Items listed in a dataset
-=-=-=-=-

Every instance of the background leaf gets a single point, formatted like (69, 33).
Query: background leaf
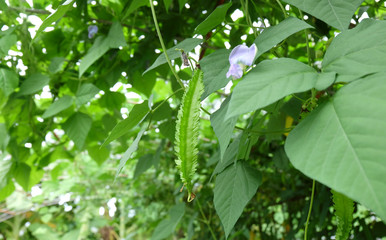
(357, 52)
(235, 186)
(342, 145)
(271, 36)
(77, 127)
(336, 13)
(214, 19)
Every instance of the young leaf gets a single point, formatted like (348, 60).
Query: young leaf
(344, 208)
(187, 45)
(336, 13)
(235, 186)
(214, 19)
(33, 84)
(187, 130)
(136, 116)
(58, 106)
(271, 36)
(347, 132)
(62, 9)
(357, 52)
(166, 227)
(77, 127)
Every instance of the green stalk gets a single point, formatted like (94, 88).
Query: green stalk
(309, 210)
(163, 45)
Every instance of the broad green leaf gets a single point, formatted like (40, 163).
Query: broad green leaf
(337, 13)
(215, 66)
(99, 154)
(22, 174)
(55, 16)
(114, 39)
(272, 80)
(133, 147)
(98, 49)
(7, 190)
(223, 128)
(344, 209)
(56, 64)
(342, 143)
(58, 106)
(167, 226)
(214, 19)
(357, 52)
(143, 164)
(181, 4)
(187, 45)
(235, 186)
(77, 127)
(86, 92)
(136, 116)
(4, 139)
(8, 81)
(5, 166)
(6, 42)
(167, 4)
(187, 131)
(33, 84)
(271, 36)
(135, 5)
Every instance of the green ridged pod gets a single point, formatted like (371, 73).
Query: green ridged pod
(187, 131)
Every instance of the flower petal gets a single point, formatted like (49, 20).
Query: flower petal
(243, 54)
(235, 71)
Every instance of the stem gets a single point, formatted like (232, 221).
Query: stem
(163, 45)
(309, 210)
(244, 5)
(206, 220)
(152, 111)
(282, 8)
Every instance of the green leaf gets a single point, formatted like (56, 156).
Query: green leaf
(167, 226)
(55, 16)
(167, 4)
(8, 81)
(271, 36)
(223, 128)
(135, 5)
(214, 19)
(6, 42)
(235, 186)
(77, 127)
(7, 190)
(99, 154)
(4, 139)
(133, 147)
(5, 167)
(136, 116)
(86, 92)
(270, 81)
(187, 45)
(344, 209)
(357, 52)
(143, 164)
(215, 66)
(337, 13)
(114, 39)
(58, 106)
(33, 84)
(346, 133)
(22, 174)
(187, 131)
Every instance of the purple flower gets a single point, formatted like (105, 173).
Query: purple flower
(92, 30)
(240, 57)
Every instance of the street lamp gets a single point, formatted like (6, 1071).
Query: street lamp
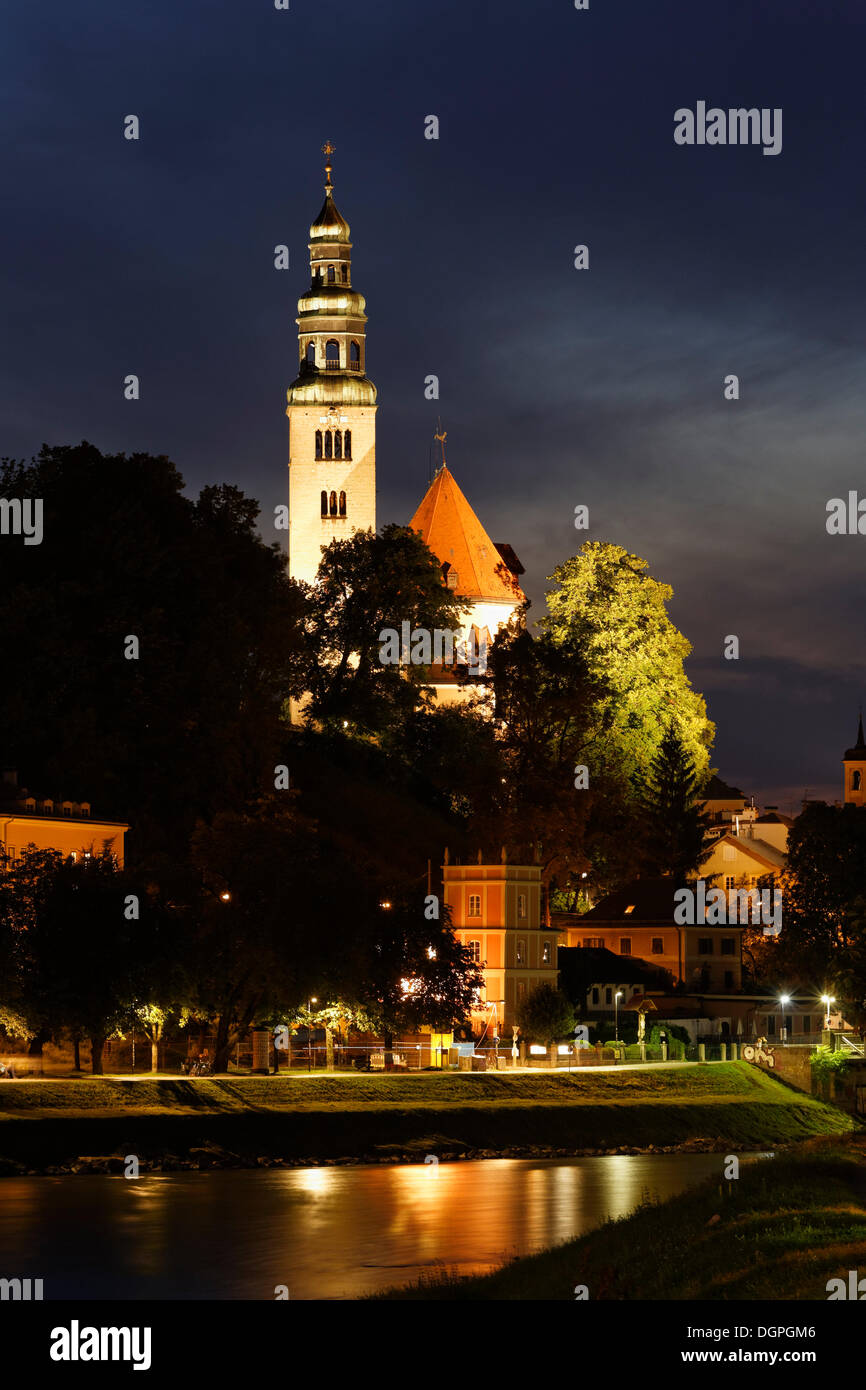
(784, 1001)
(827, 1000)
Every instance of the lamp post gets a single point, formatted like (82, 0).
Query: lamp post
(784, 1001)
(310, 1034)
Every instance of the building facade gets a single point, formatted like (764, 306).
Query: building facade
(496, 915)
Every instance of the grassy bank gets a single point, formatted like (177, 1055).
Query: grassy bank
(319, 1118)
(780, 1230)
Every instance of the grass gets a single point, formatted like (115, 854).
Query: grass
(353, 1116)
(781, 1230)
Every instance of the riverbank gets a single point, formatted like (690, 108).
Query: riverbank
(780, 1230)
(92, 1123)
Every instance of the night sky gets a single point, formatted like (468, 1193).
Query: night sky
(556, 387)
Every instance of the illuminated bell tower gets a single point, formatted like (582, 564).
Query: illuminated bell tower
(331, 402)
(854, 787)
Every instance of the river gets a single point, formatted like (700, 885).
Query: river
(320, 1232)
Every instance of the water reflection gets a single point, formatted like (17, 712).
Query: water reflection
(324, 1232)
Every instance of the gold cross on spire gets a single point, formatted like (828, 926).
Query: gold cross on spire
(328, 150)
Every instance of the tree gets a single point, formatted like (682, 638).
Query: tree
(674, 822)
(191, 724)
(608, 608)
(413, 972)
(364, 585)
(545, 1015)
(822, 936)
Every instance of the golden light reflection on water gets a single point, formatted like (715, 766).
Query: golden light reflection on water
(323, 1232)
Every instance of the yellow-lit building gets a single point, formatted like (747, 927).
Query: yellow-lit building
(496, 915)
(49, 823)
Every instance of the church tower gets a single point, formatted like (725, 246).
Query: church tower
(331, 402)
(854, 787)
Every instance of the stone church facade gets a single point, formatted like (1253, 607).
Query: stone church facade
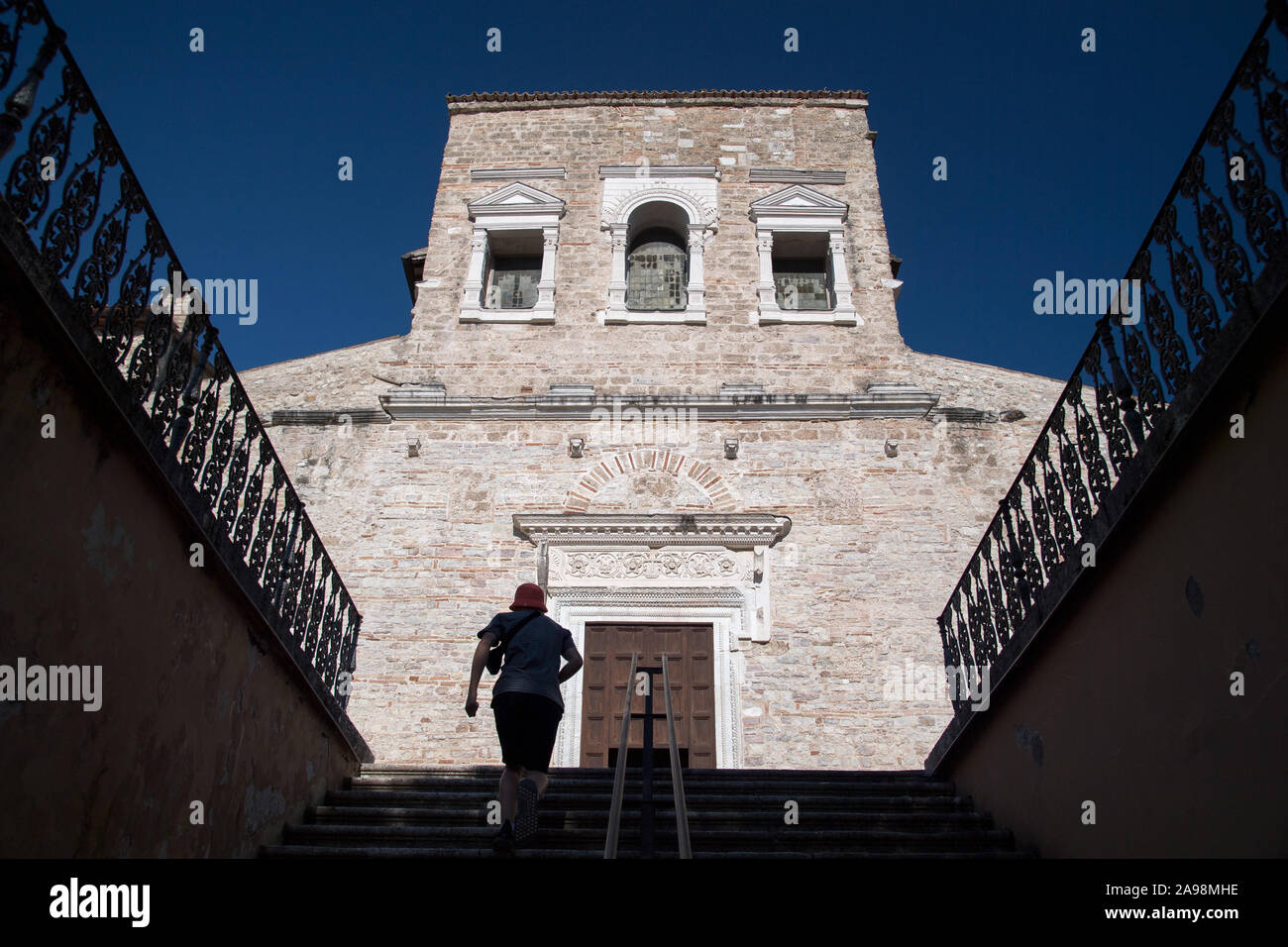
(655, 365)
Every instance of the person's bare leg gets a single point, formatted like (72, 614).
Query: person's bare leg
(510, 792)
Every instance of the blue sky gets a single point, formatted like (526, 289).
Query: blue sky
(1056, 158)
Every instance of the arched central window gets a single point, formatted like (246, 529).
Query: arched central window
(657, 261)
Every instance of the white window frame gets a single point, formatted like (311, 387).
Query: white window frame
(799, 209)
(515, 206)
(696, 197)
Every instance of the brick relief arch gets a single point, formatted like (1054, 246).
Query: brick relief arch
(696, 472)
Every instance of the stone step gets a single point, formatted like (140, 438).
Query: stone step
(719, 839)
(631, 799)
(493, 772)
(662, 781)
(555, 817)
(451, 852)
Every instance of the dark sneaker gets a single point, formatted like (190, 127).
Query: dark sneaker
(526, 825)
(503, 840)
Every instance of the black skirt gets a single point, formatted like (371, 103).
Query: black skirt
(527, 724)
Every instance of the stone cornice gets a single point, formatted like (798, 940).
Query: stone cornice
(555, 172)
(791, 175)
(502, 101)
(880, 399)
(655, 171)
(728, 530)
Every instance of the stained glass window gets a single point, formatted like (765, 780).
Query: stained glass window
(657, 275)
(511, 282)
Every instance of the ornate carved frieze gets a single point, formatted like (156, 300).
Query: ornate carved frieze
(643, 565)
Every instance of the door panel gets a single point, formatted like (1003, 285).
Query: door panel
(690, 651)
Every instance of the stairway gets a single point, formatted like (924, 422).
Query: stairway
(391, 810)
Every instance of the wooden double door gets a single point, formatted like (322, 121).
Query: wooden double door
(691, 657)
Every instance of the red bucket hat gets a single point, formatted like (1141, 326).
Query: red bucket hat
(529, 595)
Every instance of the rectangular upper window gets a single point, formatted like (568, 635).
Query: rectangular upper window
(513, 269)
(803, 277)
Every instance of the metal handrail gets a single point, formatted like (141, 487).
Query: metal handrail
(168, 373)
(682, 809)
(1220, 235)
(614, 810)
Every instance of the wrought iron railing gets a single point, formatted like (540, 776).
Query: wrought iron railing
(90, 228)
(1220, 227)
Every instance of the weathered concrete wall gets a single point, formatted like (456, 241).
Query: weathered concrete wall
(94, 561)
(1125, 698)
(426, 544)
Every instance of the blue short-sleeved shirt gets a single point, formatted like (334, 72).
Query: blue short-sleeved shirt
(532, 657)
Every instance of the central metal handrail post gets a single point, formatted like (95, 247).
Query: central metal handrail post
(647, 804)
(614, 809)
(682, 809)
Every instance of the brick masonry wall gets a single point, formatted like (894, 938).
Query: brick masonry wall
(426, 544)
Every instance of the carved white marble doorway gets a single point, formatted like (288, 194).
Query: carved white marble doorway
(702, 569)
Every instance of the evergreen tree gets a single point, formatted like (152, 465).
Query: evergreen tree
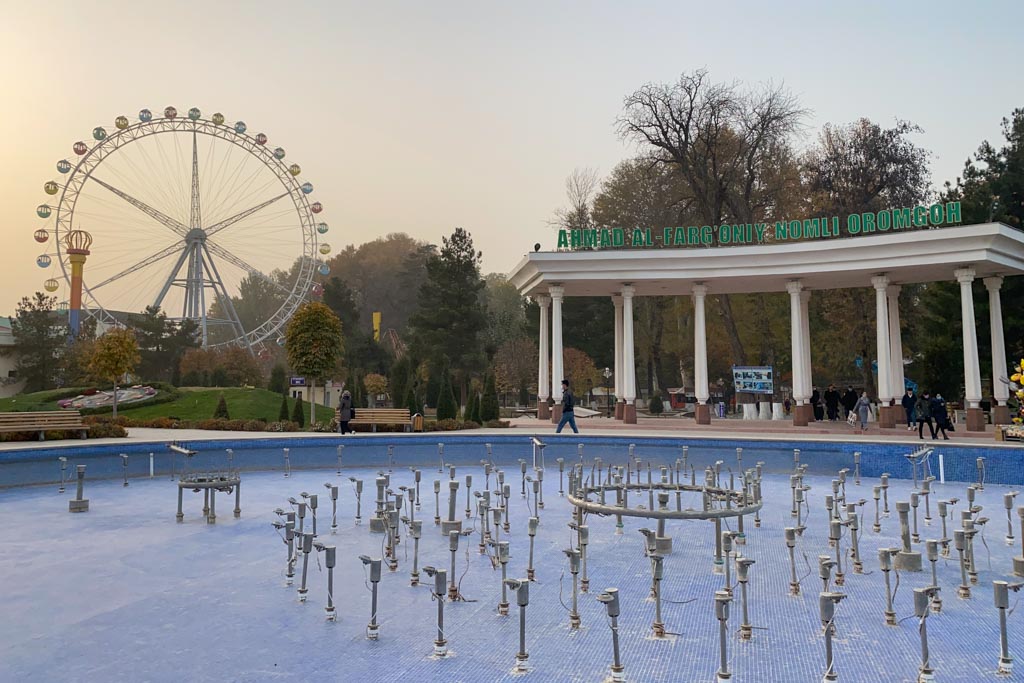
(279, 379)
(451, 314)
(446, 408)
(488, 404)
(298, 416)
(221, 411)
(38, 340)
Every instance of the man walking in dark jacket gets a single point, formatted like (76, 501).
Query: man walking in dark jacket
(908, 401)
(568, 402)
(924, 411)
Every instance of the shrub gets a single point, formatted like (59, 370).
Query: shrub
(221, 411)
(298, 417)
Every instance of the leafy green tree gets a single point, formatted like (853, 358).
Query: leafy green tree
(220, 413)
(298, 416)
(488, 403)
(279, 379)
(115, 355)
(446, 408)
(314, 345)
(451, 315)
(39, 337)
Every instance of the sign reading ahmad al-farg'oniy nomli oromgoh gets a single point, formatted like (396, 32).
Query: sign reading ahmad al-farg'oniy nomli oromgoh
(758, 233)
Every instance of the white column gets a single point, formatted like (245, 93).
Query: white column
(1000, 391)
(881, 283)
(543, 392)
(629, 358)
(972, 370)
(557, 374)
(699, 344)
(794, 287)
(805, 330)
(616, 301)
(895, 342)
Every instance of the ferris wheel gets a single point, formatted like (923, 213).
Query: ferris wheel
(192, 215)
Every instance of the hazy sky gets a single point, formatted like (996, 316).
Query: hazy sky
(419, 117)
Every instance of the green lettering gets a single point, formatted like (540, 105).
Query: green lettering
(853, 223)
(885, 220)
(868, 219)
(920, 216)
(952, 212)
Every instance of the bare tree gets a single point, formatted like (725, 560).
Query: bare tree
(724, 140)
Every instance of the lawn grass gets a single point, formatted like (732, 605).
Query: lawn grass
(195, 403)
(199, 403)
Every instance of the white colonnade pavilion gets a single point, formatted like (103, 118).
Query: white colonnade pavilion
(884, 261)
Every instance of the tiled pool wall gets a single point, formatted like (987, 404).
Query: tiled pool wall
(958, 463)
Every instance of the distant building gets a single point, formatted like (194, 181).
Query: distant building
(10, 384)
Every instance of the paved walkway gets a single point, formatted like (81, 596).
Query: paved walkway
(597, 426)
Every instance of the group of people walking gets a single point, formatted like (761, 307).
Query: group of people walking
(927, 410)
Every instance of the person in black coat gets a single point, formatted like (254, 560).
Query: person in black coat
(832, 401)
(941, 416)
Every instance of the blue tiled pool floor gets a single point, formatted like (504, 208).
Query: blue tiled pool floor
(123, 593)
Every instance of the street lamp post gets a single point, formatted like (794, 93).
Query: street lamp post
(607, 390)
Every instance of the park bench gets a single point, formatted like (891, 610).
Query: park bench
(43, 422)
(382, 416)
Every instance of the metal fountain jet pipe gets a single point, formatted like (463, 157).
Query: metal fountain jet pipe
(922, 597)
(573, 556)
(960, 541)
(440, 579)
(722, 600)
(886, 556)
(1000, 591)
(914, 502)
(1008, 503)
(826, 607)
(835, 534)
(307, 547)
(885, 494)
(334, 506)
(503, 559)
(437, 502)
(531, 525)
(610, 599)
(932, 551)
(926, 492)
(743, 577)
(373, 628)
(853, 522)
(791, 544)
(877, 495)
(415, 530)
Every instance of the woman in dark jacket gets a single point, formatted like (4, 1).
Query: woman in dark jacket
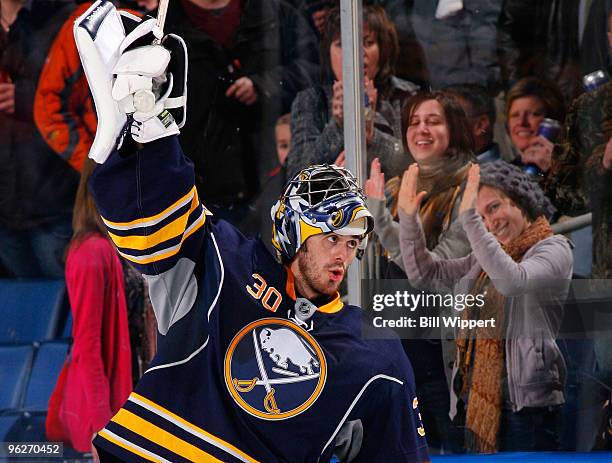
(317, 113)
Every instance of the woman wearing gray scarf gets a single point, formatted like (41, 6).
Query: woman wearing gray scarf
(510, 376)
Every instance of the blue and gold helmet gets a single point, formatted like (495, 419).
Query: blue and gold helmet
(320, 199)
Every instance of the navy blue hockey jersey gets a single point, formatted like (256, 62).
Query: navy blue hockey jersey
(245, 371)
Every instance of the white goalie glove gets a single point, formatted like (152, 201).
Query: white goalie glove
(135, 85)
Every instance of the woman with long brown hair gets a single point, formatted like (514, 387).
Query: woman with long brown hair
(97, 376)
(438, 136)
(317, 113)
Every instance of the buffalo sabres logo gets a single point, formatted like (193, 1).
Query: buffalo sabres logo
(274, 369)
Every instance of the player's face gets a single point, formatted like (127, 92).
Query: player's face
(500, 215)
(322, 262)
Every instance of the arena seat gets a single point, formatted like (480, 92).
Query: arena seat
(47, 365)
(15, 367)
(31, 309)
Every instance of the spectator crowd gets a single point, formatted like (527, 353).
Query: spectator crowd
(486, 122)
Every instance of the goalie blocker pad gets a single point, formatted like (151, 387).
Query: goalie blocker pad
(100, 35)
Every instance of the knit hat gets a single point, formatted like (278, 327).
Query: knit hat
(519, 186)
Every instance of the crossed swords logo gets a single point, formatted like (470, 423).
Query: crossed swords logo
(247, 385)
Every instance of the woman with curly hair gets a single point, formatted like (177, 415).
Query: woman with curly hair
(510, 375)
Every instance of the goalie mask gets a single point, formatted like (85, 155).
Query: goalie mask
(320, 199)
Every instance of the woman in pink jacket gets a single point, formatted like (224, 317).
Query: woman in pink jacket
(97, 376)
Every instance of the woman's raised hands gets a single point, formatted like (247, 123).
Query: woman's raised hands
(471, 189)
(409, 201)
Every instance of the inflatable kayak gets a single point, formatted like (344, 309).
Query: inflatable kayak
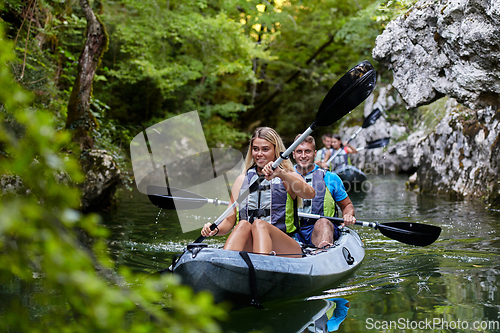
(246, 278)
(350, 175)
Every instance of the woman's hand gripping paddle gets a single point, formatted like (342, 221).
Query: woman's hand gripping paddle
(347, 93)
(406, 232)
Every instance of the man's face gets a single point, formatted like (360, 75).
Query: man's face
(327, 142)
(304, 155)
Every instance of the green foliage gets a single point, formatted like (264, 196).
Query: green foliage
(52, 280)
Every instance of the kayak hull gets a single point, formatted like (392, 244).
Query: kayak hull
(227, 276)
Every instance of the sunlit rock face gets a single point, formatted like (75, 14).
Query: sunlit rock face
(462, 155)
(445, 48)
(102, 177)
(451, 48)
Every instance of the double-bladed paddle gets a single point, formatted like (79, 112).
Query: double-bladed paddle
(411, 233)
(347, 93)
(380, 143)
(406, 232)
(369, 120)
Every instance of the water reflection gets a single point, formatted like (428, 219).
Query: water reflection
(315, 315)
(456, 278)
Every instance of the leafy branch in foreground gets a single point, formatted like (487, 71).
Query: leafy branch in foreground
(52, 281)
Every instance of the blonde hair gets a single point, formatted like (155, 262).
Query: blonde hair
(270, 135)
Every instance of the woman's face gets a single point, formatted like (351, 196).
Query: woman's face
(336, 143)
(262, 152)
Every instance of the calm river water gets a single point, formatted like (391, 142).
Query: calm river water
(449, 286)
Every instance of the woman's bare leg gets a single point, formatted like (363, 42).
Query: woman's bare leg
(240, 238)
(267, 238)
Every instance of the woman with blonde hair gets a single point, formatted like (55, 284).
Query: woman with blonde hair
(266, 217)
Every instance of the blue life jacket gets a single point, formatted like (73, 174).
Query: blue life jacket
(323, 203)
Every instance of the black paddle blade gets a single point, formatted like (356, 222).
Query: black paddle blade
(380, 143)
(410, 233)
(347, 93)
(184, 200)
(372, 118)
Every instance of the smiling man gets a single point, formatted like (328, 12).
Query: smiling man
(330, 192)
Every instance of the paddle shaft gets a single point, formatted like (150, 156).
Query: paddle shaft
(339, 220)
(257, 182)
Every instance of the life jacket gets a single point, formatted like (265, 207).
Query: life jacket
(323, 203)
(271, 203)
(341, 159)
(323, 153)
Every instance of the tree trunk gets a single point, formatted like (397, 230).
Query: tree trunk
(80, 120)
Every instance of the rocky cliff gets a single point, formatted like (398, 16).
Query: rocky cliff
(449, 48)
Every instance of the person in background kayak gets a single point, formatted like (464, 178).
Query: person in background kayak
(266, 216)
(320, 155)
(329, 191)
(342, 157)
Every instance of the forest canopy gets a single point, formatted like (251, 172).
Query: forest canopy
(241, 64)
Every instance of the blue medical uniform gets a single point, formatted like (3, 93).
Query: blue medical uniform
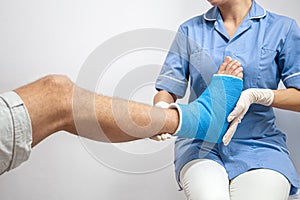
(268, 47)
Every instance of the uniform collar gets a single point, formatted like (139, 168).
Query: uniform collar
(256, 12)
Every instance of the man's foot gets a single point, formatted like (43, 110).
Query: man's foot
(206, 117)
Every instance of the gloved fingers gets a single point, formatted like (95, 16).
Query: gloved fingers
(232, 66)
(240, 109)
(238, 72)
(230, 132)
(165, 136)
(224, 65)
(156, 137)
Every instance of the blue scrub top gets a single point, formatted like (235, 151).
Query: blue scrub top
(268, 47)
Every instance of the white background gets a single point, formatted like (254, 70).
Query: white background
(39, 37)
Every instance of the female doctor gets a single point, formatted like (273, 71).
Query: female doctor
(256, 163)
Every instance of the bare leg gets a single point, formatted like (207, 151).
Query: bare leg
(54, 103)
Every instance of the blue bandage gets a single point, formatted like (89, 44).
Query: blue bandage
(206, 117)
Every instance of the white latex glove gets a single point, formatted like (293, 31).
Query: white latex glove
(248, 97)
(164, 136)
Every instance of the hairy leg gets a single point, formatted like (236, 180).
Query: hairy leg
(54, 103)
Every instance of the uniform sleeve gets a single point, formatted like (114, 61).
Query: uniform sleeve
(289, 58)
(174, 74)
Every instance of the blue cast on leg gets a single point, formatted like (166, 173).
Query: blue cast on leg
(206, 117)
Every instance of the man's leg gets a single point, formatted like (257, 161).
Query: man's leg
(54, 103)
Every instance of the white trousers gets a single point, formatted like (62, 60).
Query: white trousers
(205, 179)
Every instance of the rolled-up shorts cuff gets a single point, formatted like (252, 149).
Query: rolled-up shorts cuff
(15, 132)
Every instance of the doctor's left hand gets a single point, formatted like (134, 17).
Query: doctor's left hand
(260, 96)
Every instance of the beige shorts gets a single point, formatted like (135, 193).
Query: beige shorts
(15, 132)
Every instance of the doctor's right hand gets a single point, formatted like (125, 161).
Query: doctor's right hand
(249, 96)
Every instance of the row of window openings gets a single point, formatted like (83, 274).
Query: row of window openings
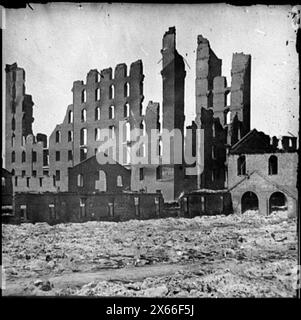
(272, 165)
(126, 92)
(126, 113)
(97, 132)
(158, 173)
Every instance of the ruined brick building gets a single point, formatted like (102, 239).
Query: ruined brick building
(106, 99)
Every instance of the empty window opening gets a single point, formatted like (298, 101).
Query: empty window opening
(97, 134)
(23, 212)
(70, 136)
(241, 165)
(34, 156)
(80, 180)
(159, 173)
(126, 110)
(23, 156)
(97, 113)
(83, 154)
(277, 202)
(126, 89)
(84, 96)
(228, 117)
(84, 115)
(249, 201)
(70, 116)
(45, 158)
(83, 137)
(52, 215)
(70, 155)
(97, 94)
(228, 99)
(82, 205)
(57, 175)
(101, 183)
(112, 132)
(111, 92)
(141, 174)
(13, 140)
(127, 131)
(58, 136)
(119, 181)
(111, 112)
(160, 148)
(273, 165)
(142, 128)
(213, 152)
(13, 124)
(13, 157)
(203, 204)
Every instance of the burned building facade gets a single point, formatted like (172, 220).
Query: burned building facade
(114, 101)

-=-=-=-=-

STATED PROBLEM: Please rewrite the records starting at the line containing "Every instance of the illuminated" and ending at the line containing "(320, 1232)", changing "river" to "canal" and leaving everything else the same.

OUTPUT BELOW:
Every instance of the illuminated bell tower gets a single point, formatted like (582, 564).
Query: illuminated bell tower
(331, 402)
(854, 787)
Every instance of the canal gets a single point, formatted like (700, 885).
Query: canal
(320, 1232)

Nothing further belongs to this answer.